• [WHAT TO PRODUCE] From the records below, please return each line that holds the word "water".

Point-per-instance localization data:
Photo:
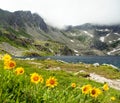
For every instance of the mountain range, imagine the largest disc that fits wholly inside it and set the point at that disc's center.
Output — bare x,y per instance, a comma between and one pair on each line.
23,33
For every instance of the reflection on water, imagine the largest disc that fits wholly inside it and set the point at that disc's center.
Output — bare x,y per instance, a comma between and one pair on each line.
114,60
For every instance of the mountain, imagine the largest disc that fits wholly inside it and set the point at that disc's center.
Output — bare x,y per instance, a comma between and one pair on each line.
23,33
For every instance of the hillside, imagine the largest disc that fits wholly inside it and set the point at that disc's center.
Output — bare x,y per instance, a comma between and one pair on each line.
25,34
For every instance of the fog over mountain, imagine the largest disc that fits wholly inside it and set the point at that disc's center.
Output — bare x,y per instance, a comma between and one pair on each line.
69,12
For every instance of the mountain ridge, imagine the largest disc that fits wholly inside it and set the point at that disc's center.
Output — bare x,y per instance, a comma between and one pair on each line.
30,30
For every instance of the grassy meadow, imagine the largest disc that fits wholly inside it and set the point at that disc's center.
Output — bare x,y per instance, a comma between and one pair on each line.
50,81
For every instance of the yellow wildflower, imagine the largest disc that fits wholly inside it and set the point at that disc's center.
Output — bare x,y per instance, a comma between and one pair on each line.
36,78
51,82
105,87
73,85
86,89
112,98
7,57
95,92
19,70
9,64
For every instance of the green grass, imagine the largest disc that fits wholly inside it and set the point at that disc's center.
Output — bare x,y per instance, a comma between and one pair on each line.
19,89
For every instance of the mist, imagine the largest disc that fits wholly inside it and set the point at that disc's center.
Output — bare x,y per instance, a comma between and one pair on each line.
60,13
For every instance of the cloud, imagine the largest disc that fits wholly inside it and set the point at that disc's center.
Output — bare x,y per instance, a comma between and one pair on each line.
69,12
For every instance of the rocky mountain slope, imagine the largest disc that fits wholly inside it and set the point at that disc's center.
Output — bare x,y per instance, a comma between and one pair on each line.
23,33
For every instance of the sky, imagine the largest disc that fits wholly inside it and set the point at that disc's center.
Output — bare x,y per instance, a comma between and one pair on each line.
60,13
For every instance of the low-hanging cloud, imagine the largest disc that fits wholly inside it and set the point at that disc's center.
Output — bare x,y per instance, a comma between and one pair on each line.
69,12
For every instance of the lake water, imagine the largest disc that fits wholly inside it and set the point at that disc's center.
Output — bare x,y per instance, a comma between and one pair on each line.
114,60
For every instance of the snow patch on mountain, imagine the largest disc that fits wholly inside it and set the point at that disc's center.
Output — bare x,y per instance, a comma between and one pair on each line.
88,34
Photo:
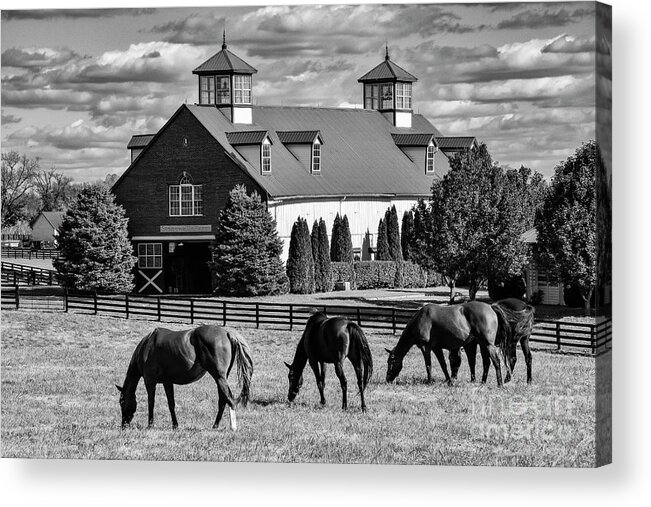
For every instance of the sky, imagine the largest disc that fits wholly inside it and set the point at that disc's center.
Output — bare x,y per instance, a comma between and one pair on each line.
78,83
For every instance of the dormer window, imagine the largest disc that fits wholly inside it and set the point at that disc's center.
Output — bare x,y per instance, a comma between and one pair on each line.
266,156
185,199
242,88
429,161
316,156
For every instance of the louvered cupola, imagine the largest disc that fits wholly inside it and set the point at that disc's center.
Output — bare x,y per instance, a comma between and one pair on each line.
225,81
387,88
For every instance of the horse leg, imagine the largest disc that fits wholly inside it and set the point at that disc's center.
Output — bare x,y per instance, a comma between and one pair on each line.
428,362
438,352
319,376
454,356
151,395
471,354
527,356
339,370
495,359
169,392
486,362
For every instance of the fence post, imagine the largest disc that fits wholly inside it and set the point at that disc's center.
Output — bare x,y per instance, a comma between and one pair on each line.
558,336
291,317
393,319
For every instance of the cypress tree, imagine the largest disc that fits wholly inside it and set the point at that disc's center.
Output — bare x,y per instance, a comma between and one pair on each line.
246,260
407,236
393,233
96,253
346,242
300,263
382,252
334,246
324,254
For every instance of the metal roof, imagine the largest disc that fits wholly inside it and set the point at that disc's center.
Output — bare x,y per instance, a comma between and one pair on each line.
455,143
387,70
140,141
299,136
360,158
246,137
226,62
412,139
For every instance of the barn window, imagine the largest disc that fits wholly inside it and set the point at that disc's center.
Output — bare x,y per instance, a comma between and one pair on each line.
429,164
316,156
242,89
207,85
403,95
150,255
266,156
185,199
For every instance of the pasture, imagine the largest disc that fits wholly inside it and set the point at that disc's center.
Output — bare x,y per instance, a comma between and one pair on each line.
59,401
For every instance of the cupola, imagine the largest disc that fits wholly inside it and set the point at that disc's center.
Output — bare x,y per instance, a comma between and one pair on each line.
225,81
387,88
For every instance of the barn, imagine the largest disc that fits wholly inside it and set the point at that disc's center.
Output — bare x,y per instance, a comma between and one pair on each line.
304,161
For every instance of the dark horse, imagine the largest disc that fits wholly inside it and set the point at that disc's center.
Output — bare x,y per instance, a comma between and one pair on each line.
516,323
434,328
182,357
331,340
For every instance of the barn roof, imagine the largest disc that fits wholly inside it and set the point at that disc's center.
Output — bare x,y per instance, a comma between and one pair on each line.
139,141
360,158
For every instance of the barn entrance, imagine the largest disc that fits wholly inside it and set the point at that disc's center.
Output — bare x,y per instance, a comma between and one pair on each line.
187,270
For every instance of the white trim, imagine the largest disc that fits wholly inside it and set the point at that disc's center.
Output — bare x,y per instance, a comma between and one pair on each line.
173,238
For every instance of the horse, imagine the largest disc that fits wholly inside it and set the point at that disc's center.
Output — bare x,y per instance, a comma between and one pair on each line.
516,323
182,357
331,340
434,328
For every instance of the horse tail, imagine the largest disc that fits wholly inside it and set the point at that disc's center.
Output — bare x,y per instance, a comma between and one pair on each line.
242,355
359,337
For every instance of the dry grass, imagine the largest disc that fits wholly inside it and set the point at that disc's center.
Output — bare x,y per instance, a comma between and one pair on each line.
59,401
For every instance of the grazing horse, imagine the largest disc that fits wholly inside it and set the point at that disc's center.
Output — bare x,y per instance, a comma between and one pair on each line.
516,323
434,328
331,340
182,357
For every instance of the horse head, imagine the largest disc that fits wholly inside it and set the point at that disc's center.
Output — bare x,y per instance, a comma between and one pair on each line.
127,406
394,365
295,382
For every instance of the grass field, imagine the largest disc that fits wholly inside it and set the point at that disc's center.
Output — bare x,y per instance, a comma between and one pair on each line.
59,401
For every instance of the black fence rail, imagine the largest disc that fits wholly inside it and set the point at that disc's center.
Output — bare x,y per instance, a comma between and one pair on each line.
19,274
592,338
28,253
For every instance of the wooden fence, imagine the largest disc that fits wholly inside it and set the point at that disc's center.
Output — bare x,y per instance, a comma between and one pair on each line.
560,335
19,274
28,253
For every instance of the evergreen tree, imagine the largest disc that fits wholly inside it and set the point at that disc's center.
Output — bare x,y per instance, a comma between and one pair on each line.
334,245
96,253
247,256
393,233
300,263
407,236
382,252
324,254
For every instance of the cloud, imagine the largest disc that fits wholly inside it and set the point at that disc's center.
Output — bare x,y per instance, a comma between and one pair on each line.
49,14
536,18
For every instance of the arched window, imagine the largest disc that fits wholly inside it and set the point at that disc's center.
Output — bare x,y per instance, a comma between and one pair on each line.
185,199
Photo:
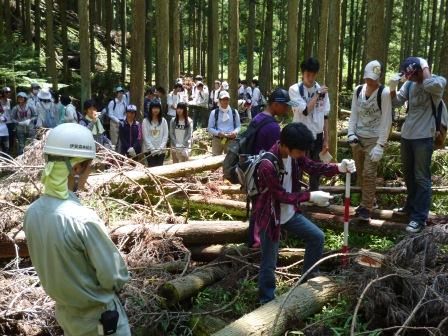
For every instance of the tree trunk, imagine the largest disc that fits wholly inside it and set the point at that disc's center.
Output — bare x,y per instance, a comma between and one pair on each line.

• [EXERCISE RESPONSE]
For every instance of the reflection on water, imagine the largest disc that fits wholly inside it and set the point at that disc's center.
For every instance of the lake water, imagine the largest disc that fits wholly inside it and set the point at that disc's center.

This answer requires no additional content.